→ **SOURCE DATA**:
┌──

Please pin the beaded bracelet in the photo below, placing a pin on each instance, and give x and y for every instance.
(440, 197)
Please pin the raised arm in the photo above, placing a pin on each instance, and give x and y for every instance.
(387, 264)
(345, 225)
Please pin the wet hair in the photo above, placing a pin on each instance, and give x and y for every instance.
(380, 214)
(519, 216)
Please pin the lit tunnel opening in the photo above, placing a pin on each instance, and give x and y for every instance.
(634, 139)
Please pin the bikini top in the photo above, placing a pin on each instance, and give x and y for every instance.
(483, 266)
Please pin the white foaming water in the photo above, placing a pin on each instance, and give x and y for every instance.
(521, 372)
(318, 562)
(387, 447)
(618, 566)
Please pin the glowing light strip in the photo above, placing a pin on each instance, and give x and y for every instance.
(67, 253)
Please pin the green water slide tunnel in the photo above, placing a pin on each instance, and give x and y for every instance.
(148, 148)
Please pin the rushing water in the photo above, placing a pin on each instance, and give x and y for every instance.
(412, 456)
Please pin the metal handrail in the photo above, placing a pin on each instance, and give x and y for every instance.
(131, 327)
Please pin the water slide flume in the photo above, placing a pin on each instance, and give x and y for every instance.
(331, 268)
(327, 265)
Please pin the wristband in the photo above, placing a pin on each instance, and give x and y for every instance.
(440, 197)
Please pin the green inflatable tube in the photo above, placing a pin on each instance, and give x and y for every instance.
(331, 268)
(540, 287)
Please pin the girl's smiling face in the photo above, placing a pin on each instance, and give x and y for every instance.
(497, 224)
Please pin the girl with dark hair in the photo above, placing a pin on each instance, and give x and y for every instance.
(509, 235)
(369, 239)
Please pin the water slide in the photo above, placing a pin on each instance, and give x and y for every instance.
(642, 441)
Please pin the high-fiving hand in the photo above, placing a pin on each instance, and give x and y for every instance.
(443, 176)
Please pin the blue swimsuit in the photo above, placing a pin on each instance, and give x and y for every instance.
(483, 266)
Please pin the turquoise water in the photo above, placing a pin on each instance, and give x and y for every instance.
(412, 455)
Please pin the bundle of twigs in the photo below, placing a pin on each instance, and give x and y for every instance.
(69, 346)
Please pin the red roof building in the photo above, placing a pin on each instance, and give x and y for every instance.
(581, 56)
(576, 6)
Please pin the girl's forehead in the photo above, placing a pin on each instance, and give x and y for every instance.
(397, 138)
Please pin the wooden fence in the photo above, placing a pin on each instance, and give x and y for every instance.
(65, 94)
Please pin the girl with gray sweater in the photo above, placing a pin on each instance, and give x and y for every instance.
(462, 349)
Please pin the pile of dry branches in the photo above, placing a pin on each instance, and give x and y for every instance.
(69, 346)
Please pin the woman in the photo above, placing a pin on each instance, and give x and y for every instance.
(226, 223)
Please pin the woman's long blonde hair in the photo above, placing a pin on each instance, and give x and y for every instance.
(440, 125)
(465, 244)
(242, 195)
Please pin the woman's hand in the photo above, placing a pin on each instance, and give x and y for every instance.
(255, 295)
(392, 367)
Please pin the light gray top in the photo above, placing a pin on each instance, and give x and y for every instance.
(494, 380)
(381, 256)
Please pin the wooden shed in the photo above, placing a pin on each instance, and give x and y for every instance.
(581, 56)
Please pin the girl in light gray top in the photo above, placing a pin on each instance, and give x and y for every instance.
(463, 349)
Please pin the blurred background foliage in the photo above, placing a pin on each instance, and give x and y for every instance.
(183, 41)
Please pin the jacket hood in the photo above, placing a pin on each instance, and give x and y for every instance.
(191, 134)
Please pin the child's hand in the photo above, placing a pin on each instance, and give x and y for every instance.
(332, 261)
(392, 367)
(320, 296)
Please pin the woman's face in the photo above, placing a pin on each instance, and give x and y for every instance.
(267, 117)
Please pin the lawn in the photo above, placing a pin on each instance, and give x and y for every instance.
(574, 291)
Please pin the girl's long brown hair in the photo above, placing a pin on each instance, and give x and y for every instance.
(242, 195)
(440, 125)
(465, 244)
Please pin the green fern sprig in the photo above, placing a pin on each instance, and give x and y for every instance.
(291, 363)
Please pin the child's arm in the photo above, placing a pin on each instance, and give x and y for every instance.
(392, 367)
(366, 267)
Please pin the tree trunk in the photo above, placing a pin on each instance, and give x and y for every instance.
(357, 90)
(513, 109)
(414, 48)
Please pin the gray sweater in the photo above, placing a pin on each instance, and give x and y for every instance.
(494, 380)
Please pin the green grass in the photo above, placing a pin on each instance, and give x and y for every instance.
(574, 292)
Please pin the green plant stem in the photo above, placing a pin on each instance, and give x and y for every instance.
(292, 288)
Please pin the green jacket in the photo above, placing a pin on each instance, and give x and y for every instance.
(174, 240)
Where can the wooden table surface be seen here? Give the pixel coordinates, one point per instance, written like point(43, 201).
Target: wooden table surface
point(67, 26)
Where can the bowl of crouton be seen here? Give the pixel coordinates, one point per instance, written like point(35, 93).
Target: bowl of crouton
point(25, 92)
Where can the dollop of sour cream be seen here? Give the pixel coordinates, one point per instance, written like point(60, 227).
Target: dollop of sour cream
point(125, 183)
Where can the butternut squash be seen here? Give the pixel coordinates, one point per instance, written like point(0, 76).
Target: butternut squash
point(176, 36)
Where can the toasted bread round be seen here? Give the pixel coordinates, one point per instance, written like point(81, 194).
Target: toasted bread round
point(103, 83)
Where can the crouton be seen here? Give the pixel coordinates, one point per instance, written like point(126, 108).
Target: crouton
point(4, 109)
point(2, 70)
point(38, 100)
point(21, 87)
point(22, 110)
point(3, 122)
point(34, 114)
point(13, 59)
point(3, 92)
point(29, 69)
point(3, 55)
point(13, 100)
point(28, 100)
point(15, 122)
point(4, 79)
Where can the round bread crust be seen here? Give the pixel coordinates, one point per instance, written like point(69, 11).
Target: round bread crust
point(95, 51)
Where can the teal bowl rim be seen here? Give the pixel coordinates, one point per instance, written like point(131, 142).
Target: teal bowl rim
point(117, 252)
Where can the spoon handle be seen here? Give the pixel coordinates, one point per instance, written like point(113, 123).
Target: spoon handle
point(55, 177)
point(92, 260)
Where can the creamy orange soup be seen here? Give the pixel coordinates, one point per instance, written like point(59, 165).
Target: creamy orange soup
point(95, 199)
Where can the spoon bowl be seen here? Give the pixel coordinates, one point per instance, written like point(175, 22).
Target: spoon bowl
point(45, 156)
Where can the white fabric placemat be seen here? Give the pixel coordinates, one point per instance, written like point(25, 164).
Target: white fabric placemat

└──

→ **WHAT TO WORK ON**:
Format all of the records above as a numbered list, one line per item, and omit any blank lines.

→ **RIGHT ANSWER**:
1. Please pin the beaded bracelet in the photo below, placing a pin on each instance, and give x and y for every instance.
2. (440, 197)
3. Please pin the raised arm in the photo above, placing a pin on each instance, and give x and y for every instance.
4. (387, 264)
5. (345, 225)
6. Please pin the wet hair in the photo above, placing a pin on each instance, and give x and y for every instance.
7. (380, 214)
8. (519, 216)
9. Please pin the lit tunnel opening in the photo above, placing a pin on each instance, and give x and y for every instance.
10. (634, 139)
11. Please pin the bikini top in the photo above, placing a pin on each instance, and give x and y for every instance.
12. (483, 266)
13. Please pin the white foaming water in the photo above, placing a pin on each instance, and give x and y for every instance.
14. (521, 372)
15. (318, 562)
16. (387, 447)
17. (618, 566)
18. Please pin the glowing light strip in the photo above, placing a pin on each instance, and give x and y for every instance.
19. (67, 253)
20. Please pin the green water slide tunnel in the photo above, placing a pin on each instance, and give x and y for every instance.
21. (148, 148)
22. Please pin the rushing water in the photo above, placing a pin on each instance, and give x and y for every instance.
23. (412, 456)
24. Please pin the metal handrail in the photo above, placing a pin on each instance, and give x and y for every instance.
25. (131, 327)
26. Please pin the water slide flume in the photo above, placing a pin on each instance, and give x and y for every instance.
27. (331, 268)
28. (327, 265)
29. Please pin the wristband in the photo above, placing a pin on each instance, and give x and y for every instance.
30. (440, 197)
31. Please pin the green inflatable tube in the photo above, placing a pin on each instance, and give x and y for every instance.
32. (331, 268)
33. (540, 287)
34. Please pin the girl's smiling face in the photo above, placing a pin on each instance, and give x and y for every instance.
35. (497, 224)
36. Please pin the girl with dark hair in the photo above, placing a pin on each instance, and give x and y for every instance.
37. (509, 235)
38. (369, 239)
39. Please pin the water slide in the photo above, placing a pin on each instance, and give x and y for every instance.
40. (642, 441)
41. Please pin the high-fiving hand in the photo above, placing a pin on each instance, and give x and y for every instance.
42. (443, 176)
43. Please pin the blue swimsuit in the photo above, placing a pin on each instance, and give x and y for every instance.
44. (483, 266)
45. Please pin the turquoise water in the photo above, placing a pin on each instance, and give x and y for every instance.
46. (412, 455)
47. Please pin the bundle of twigs in the photo below, placing a pin on each instance, and give x and y for every instance.
48. (69, 346)
49. Please pin the red roof building in the photo above, placing a pin on each instance, and give x and y for every instance.
50. (581, 56)
51. (576, 6)
52. Please pin the girl's forehead in the photo above, placing a pin on each instance, and give x and y for every instance.
53. (397, 138)
54. Please pin the wooden fence in the photo above, placing a pin on each instance, and give x and y for every instance.
55. (65, 94)
56. Please pin the girl with gray sweater in the photo above, placing a pin on each instance, and give x and y for every instance.
57. (462, 349)
58. Please pin the pile of dry branches in the photo above, placing a pin on each instance, and give x and y for every instance.
59. (69, 346)
60. Please pin the woman in the photo above, placing a pin on each instance, and give x and y for every instance.
61. (226, 223)
62. Please pin the woman's long blonde hair in the photo above, placing a pin on each instance, and give x and y for every instance.
63. (440, 125)
64. (465, 244)
65. (242, 195)
66. Please pin the woman's hand in the photo above, placing a pin on each instance, and give x and y for every instance.
67. (255, 295)
68. (392, 367)
69. Please pin the light gray top in the photo above, placing a pin on each instance, and give x and y for every instance.
70. (494, 380)
71. (381, 256)
72. Please pin the wooden shed in the photo above, placing a pin on each instance, and give x and y for every instance.
73. (581, 56)
74. Please pin the girl in light gray top in the photo above, placing a pin on each instance, and give x and y for every instance.
75. (463, 349)
76. Please pin the blurred background foliage in the photo above, placing a pin on each instance, and give x and y for every instance.
77. (183, 41)
78. Please pin the jacket hood in the photo above, placing a pin on each instance, and give x and y for every instance.
79. (191, 134)
80. Please pin the child's hand in the photo above, placing a pin on each instance, and give x and y for every instance.
81. (332, 261)
82. (392, 367)
83. (320, 296)
84. Please pin the woman's face in the photo above, placing a pin on each instance, and give x and y for every instance.
85. (267, 117)
86. Please pin the lawn in the photo above, placing a pin on each instance, and give x and y for every instance.
87. (574, 291)
88. Please pin the girl's long brown hair in the photo above, placing a pin on each instance, and give x and y for every instance.
89. (242, 195)
90. (440, 125)
91. (465, 244)
92. Please pin the green fern sprig in the photo above, placing a pin on each instance, and give x and y for every instance.
93. (291, 363)
94. Please pin the child's arm in the photo above, placing a pin on each instance, and give x and y for every instance.
95. (392, 367)
96. (366, 267)
97. Please pin the tree trunk in the photo above, placing a pin on each instance, and give x and y for every instance.
98. (357, 90)
99. (513, 109)
100. (414, 48)
101. Please pin the gray sweater in the photo above, placing a pin on each instance, and give x and y for every instance.
102. (494, 380)
103. Please pin the green grass in the photo above, placing a pin on each instance, and give x and y for every instance.
104. (574, 292)
105. Please pin the green plant stem in the photo above, placing a pin on each instance, and give x and y for every instance.
106. (292, 288)
107. Please pin the green jacket in the photo above, placing a pin on each instance, and give x and y for every instance.
108. (174, 240)
109. Where can the wooden table surface be seen here? Give the pixel coordinates, one point per instance, written like point(43, 201).
110. Target: wooden table surface
111. point(67, 26)
112. Where can the bowl of crouton be seen here? Give the pixel coordinates, one point per instance, written like point(35, 93).
113. Target: bowl of crouton
114. point(25, 92)
115. Where can the dollop of sour cream be seen here? Give the pixel coordinates, one point per instance, written like point(60, 227).
116. Target: dollop of sour cream
117. point(125, 183)
118. Where can the butternut squash be seen here? Give the pixel coordinates, one point per instance, written like point(0, 76).
119. Target: butternut squash
120. point(176, 36)
121. Where can the toasted bread round be seen here? Give the pixel coordinates, one point per instance, written like point(81, 194).
122. Target: toasted bread round
123. point(103, 83)
124. Where can the crouton be seen here? Give the pixel coordinates, one point per instance, written like point(126, 108).
125. Target: crouton
126. point(4, 109)
127. point(2, 70)
128. point(38, 100)
129. point(21, 87)
130. point(22, 110)
131. point(3, 122)
132. point(34, 114)
133. point(13, 59)
134. point(3, 92)
135. point(29, 69)
136. point(3, 55)
137. point(13, 100)
138. point(28, 100)
139. point(15, 122)
140. point(4, 79)
141. Where can the round bread crust be seen here? Give the pixel coordinates, one point per instance, written like point(69, 11).
142. Target: round bread crust
143. point(95, 51)
144. Where can the teal bowl rim be seen here? Give the pixel coordinates, one point per instance, written like point(131, 142).
145. Target: teal bowl rim
146. point(117, 252)
147. Where can the spoon handle be seen here? Give the pixel coordinates, one point per instance, written like point(113, 123).
148. Target: spoon handle
149. point(55, 177)
150. point(92, 260)
151. Where can the creamy orange soup be seen here? Give the pixel coordinates, one point per instance, written like point(59, 165).
152. Target: creamy orange soup
153. point(95, 199)
154. Where can the spoon bowl be seen here? Give the pixel coordinates, one point per instance, written like point(175, 22).
155. Target: spoon bowl
156. point(45, 156)
157. Where can the white fabric placemat be seen here? Give the pixel coordinates, one point per instance, written like point(25, 164).
158. Target: white fabric placemat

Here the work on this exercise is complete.